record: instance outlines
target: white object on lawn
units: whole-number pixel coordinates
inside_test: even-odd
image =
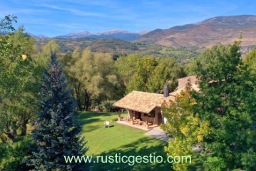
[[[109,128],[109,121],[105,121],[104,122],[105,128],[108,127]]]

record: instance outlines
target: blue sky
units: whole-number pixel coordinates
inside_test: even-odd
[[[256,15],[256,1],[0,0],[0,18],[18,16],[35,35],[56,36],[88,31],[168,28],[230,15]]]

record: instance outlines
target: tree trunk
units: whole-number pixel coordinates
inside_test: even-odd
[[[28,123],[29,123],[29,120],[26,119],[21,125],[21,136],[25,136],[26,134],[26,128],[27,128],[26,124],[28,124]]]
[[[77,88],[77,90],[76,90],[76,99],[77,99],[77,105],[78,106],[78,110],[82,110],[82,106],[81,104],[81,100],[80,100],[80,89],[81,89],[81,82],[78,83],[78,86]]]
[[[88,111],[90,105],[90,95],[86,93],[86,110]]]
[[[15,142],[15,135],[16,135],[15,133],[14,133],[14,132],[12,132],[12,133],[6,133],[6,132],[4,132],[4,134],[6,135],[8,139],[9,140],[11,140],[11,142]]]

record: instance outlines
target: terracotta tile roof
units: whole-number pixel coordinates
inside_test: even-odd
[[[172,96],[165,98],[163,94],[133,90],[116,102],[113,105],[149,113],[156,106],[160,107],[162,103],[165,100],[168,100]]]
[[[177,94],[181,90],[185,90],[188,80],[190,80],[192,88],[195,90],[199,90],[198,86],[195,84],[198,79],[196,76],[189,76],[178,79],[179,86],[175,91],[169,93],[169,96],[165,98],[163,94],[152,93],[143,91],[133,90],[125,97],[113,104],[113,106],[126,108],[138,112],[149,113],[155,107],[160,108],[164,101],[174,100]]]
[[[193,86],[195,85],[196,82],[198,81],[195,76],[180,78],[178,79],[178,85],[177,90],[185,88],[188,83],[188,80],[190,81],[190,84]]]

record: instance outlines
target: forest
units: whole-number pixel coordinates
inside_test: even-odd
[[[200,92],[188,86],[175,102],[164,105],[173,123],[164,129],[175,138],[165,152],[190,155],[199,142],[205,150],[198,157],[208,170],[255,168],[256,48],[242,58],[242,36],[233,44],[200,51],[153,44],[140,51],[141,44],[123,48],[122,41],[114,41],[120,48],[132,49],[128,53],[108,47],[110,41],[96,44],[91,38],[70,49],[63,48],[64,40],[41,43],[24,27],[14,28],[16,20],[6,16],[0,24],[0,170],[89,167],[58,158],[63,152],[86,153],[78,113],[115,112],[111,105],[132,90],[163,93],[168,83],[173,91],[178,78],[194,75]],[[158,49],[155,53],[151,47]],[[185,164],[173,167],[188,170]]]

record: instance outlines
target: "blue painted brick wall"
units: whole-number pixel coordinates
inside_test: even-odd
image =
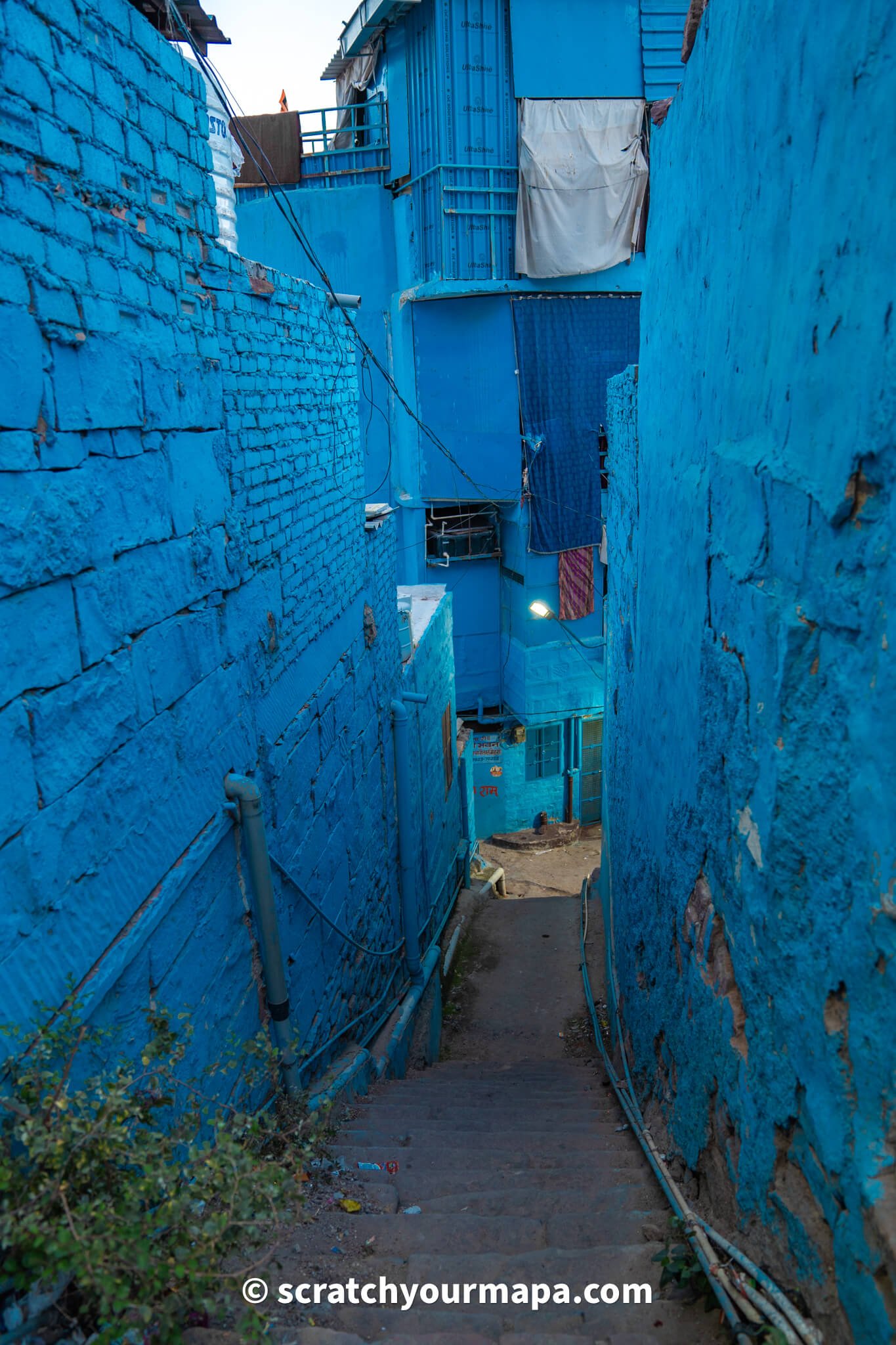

○ ○ ○

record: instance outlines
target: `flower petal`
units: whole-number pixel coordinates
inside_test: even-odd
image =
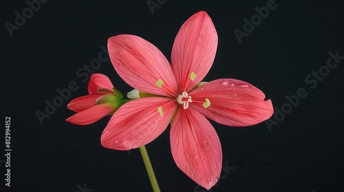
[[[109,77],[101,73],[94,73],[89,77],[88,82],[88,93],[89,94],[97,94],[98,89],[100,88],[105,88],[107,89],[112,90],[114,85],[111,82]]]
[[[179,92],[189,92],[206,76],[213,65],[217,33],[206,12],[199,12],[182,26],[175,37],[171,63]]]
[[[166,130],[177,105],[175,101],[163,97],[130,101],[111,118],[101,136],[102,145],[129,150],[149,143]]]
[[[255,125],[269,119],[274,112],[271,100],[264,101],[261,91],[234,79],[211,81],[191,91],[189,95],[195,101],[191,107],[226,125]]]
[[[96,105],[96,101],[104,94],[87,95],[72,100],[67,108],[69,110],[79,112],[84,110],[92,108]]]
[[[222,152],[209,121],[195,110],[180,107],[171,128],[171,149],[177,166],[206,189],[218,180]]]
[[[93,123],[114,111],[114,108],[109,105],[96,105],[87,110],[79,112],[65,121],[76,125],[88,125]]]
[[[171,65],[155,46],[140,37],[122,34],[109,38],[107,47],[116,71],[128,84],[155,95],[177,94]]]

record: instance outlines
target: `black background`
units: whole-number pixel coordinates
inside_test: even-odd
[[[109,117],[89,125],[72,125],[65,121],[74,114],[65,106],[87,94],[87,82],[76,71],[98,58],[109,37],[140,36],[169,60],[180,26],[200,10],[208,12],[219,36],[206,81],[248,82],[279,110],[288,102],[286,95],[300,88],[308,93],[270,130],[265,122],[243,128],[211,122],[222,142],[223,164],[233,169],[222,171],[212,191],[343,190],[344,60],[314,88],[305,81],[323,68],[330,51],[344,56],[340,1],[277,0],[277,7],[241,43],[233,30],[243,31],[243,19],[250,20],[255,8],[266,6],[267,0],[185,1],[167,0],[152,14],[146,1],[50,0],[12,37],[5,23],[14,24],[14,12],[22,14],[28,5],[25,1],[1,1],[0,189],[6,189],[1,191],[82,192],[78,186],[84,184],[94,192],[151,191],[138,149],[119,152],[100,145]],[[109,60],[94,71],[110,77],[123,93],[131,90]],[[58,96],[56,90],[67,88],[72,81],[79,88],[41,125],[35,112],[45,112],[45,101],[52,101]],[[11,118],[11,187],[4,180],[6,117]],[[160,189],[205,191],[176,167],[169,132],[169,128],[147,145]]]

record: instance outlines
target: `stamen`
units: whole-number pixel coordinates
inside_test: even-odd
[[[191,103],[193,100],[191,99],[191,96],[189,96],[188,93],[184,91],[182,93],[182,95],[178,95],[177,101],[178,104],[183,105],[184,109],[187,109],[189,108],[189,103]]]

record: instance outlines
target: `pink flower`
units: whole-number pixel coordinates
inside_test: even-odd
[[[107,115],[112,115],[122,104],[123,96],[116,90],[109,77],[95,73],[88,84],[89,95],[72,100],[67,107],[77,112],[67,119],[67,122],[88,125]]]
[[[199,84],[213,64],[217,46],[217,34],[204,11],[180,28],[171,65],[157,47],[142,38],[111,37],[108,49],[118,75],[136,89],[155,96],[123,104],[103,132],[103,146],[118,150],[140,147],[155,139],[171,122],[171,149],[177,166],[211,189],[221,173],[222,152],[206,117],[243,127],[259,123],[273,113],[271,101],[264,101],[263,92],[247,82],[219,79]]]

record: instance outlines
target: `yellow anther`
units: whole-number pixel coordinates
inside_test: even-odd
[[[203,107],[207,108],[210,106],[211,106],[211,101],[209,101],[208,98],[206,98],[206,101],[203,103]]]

○ ○ ○

#### TASK TO CARRY OUT
Extract each line of the data above that contains the word "blue", treating uppercase and lowercase as different. Copy every such line in full.

#### WRITTEN SOLUTION
target: blue sky
target: "blue painted brick wall"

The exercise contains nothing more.